___ FRAGMENT DOKUMENTU ___

2008. Korsyka oglądana z perspektywy gór a nie morza. A jest co oglądać!

KORSYKA 2008  3 tygodnie na wyspie + dojazd

  • nie brakuje gór  powyżej  2000m, są bardzo strome i dosyć trudne i męczące, brakuje dostępnych samochodem przełęczy, podejścia zaczynają się z niskiego poziomu
  • temperatura ok. 30 stopni, ale upał nie był męczący
  • wspaniałe górskie strumienie, w których radośnie pluskają się turyści
  • plaże z piaseczkiem i bez, białymi lub czarnymi kamyczkami, z ludźmi i bez ludzi
  • w górach pusto ludzi bardzo niewiele

  • podejdziesz kawałek w górę i już widzisz w oddali przepiękne granatowe morze,
  • drogi takie kręte, że średnia prędkość wyszła nam chyba ze 30 na godzinę. Czwarty i piąty bieg były zupełnie zbędne
  • jazda samochodem to wielka atrakcja, większość dróg „zapewnia” wspaniałe widoki a nogi nie bolą / najwyżej ręce od kręcenia kierownicą/
  • nie za dużo było supermarketów czyli niewiele okazji do tanich zakupów
  • kempingi na Korsyce i w ogóle wszelkie zakupy są nieco droższe niż na kontynencie we Francji

Pomysł wyjazdu na Korsykę pojawił się gdzieś zimą. Jak zawsze na początku byłam na nie, gdzie to w ogóle jest, czym tam dojechać i co tam robić, przecież ja chcę w góry, a nie nad morze. Ale na wszelki wypadek zajrzałam do Internetu i .. jakże błędne miałam wyobrażenie o tej wyspie. Zaczęliśmy więc coraz poważniej szykować się do wyjazdu. Pierwsze pytanie: na jak długo. Na mapie wyspa wygląda na niewielką, ale internauci piszą, że tyle ciekawych rzeczy. Postanawiamy, że jak już inwestujemy w przeprawę promową to nie po to, żeby po tygodniu wracać. A więc 3 tygodnie. Bilety na prom kupiliśmy przez Internet /kartą kredytową/ na początku maja. Nasza córka /już studentka/ mogła pojechać z nami tylko na tydzień. Dobre i to. A więc w jedną stronę 3 osoby,  z powrotem 2 + samochód. Najtańsza była oferta MOBY LINES – 120 euro.

___ MATERIAŁ DO ĆWICZENIA ___

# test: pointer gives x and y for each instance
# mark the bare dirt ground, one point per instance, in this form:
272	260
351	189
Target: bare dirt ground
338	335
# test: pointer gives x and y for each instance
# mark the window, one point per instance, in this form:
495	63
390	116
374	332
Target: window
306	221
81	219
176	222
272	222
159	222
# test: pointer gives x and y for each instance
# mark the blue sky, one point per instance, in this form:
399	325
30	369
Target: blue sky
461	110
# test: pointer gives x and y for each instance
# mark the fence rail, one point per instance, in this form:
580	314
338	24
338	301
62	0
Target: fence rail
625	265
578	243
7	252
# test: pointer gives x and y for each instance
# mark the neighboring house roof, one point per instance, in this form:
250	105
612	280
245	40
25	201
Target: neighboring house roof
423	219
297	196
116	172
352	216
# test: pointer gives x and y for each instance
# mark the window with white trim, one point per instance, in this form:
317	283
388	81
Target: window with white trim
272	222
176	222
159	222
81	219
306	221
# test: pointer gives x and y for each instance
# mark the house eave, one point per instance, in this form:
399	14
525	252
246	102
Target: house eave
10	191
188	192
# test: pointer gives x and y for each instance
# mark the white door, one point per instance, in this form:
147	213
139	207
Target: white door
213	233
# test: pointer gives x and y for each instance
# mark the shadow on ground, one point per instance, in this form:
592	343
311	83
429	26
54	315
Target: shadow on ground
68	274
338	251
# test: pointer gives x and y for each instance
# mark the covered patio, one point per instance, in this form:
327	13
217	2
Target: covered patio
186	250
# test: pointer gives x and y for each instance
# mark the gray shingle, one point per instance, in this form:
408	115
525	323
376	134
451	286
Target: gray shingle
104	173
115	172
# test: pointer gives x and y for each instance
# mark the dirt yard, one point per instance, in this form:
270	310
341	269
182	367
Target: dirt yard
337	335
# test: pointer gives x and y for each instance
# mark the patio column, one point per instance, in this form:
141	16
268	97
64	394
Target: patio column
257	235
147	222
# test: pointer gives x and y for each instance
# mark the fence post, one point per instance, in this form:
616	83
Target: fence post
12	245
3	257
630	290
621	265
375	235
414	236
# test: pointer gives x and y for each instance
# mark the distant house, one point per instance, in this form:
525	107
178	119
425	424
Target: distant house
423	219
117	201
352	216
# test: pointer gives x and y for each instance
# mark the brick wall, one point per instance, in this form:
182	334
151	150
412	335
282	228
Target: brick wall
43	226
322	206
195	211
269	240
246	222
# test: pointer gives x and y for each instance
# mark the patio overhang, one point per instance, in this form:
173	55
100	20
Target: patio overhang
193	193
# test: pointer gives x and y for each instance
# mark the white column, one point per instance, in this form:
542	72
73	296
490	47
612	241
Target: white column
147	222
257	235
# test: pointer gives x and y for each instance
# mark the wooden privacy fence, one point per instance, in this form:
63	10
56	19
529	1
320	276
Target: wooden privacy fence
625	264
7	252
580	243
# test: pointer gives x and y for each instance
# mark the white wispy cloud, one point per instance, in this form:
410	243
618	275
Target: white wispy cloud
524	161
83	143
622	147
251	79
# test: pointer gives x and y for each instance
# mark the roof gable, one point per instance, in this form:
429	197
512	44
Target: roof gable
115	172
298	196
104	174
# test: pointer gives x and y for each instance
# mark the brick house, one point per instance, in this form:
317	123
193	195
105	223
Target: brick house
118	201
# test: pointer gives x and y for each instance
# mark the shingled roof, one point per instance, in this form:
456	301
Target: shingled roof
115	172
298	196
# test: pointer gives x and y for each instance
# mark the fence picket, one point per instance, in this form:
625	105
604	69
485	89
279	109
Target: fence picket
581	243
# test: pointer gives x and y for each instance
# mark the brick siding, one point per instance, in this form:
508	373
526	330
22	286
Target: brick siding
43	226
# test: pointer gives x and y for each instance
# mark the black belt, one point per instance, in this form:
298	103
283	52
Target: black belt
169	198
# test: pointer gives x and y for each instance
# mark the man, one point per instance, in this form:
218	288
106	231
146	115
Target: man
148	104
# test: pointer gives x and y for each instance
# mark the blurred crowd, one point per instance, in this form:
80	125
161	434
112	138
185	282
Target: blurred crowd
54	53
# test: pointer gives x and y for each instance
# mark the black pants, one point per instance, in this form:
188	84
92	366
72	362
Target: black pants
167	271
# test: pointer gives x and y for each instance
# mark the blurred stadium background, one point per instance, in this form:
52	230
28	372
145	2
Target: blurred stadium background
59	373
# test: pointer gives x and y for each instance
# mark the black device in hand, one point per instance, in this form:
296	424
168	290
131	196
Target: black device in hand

___

= TREŚĆ ZADANIA A =
Proszę zwrócić pełny tekst o Korsyce, słowo w słowo.
= TREŚĆ ZADANIA B =
Proszę odszukać we wpisach każdy wiersz zawierający ciąg „device” i przepisać te wiersze. Wielkość liter ma znaczenie.

= ODPOWIEDŹ A =
2008. Korsyka oglądana z perspektywy gór a nie morza. A jest co oglądać!

KORSYKA 2008  3 tygodnie na wyspie + dojazd

  • nie brakuje gór  powyżej  2000m, są bardzo strome i dosyć trudne i męczące, brakuje dostępnych samochodem przełęczy, podejścia zaczynają się z niskiego poziomu
  • temperatura ok. 30 stopni, ale upał nie był męczący
  • wspaniałe górskie strumienie, w których radośnie pluskają się turyści
  • plaże z piaseczkiem i bez, białymi lub czarnymi kamyczkami, z ludźmi i bez ludzi
  • w górach pusto ludzi bardzo niewiele

  • podejdziesz kawałek w górę i już widzisz w oddali przepiękne granatowe morze,
  • drogi takie kręte, że średnia prędkość wyszła nam chyba ze 30 na godzinę. Czwarty i piąty bieg były zupełnie zbędne
  • jazda samochodem to wielka atrakcja, większość dróg „zapewnia” wspaniałe widoki a nogi nie bolą / najwyżej ręce od kręcenia kierownicą/
  • nie za dużo było supermarketów czyli niewiele okazji do tanich zakupów
  • kempingi na Korsyce i w ogóle wszelkie zakupy są nieco droższe niż na kontynencie we Francji

Pomysł wyjazdu na Korsykę pojawił się gdzieś zimą. Jak zawsze na początku byłam na nie, gdzie to w ogóle jest, czym tam dojechać i co tam robić, przecież ja chcę w góry, a nie nad morze. Ale na wszelki wypadek zajrzałam do Internetu i .. jakże błędne miałam wyobrażenie o tej wyspie. Zaczęliśmy więc coraz poważniej szykować się do wyjazdu. Pierwsze pytanie: na jak długo. Na mapie wyspa wygląda na niewielką, ale internauci piszą, że tyle ciekawych rzeczy. Postanawiamy, że jak już inwestujemy w przeprawę promową to nie po to, żeby po tygodniu wracać. A więc 3 tygodnie. Bilety na prom kupiliśmy przez Internet /kartą kredytową/ na początku maja. Nasza córka /już studentka/ mogła pojechać z nami tylko na tydzień. Dobre i to. A więc w jedną stronę 3 osoby,  z powrotem 2 + samochód. Najtańsza była oferta MOBY LINES – 120 euro.

= ODPOWIEDŹ B =
# mark the black device in hand, one point per instance, in this form:
Target: black device in hand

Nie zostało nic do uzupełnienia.